Excerpt ::
★ ★ ★ ★

Second, with respect to Haiti, we've heard a lot that one of the most significant problems in continuing the recovery from the earthquake and developing the economy is that there is a significant problem with the land title system in Haiti. I wonder if something like this could be a solution to that problem. Could you have an outside organization take over the land title registry system in Haiti and sort it out, so that business can begin to raise money based on mortgages on those properties?

I understand that part of the problem today is that, for every piece of land in Haiti, there are two or three or five people claiming title to it, and that retards the economy because people can't use that as leverage for capital to make investments in business. Maybe you could comment on those things.

5:10 p.m.

Professor, Stern School of Business, New York University, As an Individual

Dr. Paul Romer

On the question of how, this arrangement was imagined, proposed, and put forward by Hondurans themselves. They sought me out because they could see I had been thinking about something similar, so they asked me to help them. But they saw this as a way out of the kind of trap they had been in, especially after this traumatic episode of a coup with the previous president, Zelaya. So there is a new administration that is committed to reconciliation and asking the hard questions about how to rebuild trust.

To be clear, they have in no sense ceded sovereignty of this land to any other kind of government.

5:10 p.m.

Conservative

Bob Dechert Conservative Mississauga—Erindale, ON

The judicial system...?

5:10 p.m.

Professor, Stern School of Business, New York University, As an Individual

Dr. Paul Romer

Importing government services, so to speak, is not the same as granting sovereign status of Mauritius within this zone. It's just leveraging the credibility of their courts to help them solve problems in their judicial system.

★ ★ ★ ★

Record extracts ::
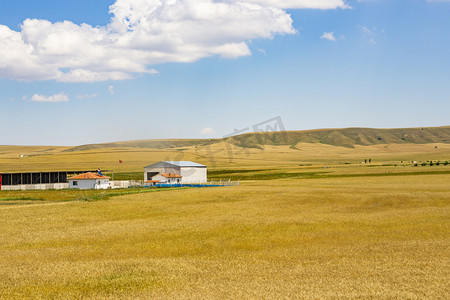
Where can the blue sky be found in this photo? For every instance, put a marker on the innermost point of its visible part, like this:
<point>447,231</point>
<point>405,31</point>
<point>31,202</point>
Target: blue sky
<point>192,69</point>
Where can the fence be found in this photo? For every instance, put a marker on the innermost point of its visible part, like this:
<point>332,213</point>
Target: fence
<point>126,183</point>
<point>204,184</point>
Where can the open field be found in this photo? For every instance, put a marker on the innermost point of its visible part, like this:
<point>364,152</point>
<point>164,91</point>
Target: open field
<point>357,237</point>
<point>308,221</point>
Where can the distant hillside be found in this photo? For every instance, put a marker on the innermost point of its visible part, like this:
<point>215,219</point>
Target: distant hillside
<point>153,144</point>
<point>347,137</point>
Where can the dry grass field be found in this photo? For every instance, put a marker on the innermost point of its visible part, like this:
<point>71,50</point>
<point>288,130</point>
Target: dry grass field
<point>331,228</point>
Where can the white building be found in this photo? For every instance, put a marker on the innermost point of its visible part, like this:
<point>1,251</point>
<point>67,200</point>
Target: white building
<point>186,172</point>
<point>89,181</point>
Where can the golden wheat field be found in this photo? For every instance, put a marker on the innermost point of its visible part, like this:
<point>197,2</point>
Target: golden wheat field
<point>332,229</point>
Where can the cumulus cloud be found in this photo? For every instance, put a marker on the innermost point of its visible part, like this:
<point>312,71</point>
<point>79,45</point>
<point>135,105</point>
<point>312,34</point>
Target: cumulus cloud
<point>328,36</point>
<point>61,97</point>
<point>141,34</point>
<point>87,96</point>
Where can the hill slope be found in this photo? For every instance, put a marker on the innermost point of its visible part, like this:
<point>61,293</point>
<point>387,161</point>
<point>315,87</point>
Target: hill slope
<point>347,137</point>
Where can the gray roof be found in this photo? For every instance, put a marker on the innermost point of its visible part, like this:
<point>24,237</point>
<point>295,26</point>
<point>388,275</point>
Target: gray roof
<point>177,164</point>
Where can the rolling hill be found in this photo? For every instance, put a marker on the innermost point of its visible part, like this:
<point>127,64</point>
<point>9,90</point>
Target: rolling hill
<point>346,137</point>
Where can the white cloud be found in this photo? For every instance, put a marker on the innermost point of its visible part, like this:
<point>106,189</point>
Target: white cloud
<point>371,34</point>
<point>61,97</point>
<point>296,4</point>
<point>87,96</point>
<point>207,131</point>
<point>141,34</point>
<point>328,36</point>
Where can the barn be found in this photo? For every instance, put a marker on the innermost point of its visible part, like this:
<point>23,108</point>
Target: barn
<point>89,181</point>
<point>36,180</point>
<point>184,172</point>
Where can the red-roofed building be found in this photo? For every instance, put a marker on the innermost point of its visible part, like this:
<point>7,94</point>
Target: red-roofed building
<point>89,181</point>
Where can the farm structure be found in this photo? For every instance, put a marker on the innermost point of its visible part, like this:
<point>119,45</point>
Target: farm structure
<point>36,180</point>
<point>89,181</point>
<point>175,172</point>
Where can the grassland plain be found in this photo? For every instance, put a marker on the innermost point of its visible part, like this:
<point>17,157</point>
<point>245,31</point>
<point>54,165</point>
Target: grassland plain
<point>342,237</point>
<point>308,221</point>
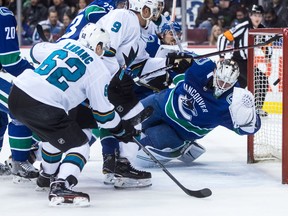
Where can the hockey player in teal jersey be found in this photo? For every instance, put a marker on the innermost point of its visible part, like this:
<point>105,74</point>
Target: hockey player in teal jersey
<point>20,137</point>
<point>69,73</point>
<point>205,97</point>
<point>92,13</point>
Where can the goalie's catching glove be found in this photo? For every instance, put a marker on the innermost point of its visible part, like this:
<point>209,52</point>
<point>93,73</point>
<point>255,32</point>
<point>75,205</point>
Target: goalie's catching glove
<point>180,61</point>
<point>242,110</point>
<point>125,131</point>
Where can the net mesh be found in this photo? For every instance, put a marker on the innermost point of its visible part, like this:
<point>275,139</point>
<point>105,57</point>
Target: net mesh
<point>268,71</point>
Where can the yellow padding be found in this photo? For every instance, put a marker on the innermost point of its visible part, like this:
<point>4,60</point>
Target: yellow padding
<point>273,107</point>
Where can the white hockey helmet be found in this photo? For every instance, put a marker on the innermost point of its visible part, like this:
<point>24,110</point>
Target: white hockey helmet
<point>225,76</point>
<point>138,5</point>
<point>159,9</point>
<point>91,35</point>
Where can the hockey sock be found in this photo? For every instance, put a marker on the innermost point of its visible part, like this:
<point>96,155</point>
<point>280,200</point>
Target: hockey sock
<point>20,140</point>
<point>74,161</point>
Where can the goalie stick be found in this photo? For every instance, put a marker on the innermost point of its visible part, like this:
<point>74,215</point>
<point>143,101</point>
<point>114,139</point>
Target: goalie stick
<point>41,33</point>
<point>202,193</point>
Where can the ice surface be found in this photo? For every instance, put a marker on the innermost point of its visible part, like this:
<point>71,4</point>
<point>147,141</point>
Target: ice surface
<point>238,188</point>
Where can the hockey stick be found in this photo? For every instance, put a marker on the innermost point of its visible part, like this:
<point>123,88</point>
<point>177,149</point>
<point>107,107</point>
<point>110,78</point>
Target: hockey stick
<point>276,37</point>
<point>41,33</point>
<point>172,27</point>
<point>202,193</point>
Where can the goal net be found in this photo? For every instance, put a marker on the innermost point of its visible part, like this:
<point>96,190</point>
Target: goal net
<point>271,96</point>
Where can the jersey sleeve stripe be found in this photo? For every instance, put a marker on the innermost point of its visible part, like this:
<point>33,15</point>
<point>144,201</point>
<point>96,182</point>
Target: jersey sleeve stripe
<point>229,35</point>
<point>103,117</point>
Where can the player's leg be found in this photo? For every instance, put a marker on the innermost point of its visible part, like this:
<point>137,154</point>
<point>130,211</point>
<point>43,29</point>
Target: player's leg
<point>127,176</point>
<point>4,169</point>
<point>64,134</point>
<point>20,138</point>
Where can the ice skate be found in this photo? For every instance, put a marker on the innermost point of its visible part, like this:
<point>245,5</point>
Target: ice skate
<point>108,169</point>
<point>61,195</point>
<point>43,181</point>
<point>4,170</point>
<point>22,169</point>
<point>129,177</point>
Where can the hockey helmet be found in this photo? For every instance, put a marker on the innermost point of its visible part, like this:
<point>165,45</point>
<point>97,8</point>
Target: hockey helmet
<point>257,9</point>
<point>167,27</point>
<point>91,35</point>
<point>138,5</point>
<point>225,76</point>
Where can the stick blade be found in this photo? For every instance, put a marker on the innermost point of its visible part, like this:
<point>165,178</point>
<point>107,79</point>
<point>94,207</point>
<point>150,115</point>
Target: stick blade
<point>203,193</point>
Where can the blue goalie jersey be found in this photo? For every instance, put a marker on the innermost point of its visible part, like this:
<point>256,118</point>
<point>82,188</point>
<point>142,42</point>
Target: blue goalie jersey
<point>191,105</point>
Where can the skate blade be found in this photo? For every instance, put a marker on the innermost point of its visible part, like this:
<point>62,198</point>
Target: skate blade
<point>22,180</point>
<point>5,177</point>
<point>109,179</point>
<point>76,202</point>
<point>42,189</point>
<point>124,183</point>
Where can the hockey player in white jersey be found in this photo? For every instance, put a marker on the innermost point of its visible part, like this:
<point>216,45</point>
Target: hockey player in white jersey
<point>68,74</point>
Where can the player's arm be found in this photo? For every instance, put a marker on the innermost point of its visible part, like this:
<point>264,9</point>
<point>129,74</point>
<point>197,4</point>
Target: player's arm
<point>229,36</point>
<point>41,51</point>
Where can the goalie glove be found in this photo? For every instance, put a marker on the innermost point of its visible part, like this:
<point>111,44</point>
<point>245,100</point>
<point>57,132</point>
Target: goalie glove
<point>180,61</point>
<point>125,131</point>
<point>242,110</point>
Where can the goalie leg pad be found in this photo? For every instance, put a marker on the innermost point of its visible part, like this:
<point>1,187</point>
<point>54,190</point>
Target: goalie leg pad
<point>123,183</point>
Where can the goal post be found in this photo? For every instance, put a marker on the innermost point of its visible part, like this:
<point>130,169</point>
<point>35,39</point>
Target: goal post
<point>271,96</point>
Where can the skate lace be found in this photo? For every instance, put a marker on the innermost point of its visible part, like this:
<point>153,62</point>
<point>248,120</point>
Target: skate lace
<point>27,166</point>
<point>134,169</point>
<point>3,168</point>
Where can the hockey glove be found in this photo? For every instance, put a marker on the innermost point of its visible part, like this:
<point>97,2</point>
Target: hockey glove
<point>180,61</point>
<point>242,110</point>
<point>122,82</point>
<point>125,131</point>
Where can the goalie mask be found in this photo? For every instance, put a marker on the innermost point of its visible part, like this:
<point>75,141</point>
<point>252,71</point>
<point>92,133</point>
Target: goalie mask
<point>91,35</point>
<point>225,76</point>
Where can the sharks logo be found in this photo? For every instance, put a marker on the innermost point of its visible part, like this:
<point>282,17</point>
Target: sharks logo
<point>131,56</point>
<point>187,107</point>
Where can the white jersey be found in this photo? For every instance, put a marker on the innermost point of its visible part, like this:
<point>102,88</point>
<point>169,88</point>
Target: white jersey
<point>68,74</point>
<point>125,34</point>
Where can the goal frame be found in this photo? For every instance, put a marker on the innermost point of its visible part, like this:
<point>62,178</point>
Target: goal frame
<point>250,83</point>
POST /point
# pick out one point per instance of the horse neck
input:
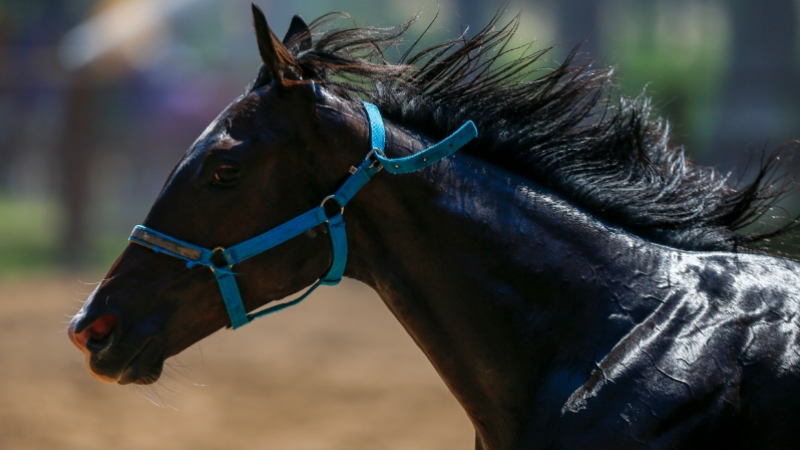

★ ★ ★ ★

Written exercise :: In the transcript, who does Dr. Paul Romer say imagined, proposed, and put forward the Honduran arrangement? The data come from a source unrelated to the transcript.

Solution for this exercise :: Hondurans themselves.